* **WHAT TO DO**: Pick out every line in the rows below that contains the word "instance", treating uppercase and lowercase letters as different.

══════════

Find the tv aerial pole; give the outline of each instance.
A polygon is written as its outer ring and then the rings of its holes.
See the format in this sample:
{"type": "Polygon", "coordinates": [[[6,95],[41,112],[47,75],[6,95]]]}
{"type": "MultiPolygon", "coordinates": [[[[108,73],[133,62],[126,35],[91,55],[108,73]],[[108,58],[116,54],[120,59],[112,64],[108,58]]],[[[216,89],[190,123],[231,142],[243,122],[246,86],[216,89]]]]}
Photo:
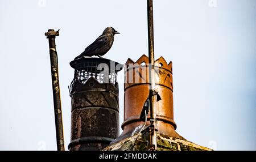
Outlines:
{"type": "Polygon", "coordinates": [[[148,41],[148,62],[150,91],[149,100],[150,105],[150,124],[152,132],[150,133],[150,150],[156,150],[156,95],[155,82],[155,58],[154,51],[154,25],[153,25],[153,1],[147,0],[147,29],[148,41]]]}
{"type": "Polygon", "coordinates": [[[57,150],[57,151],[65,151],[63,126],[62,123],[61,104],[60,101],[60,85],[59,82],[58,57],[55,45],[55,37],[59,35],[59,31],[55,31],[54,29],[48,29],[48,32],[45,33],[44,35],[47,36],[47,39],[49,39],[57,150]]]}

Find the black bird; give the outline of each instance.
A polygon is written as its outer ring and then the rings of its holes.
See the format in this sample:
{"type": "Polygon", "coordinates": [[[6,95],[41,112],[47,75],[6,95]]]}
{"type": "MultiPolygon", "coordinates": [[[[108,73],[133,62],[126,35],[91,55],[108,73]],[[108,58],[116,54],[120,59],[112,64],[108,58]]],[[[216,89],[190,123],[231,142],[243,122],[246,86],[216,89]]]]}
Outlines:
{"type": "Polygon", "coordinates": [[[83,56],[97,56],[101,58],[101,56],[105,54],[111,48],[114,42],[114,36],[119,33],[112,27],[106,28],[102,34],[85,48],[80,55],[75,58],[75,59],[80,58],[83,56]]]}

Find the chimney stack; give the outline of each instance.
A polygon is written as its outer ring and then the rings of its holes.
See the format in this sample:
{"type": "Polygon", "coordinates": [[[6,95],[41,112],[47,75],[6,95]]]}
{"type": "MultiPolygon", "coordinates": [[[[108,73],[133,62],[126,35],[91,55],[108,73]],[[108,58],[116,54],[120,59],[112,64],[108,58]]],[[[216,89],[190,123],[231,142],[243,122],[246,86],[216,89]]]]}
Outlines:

══════════

* **SOLUTION FOR THIS TASK**:
Find the tv aerial pole; give the outline of each instance.
Find the black bird; give the outline of each instance.
Find the chimney stack; give the outline of each instance.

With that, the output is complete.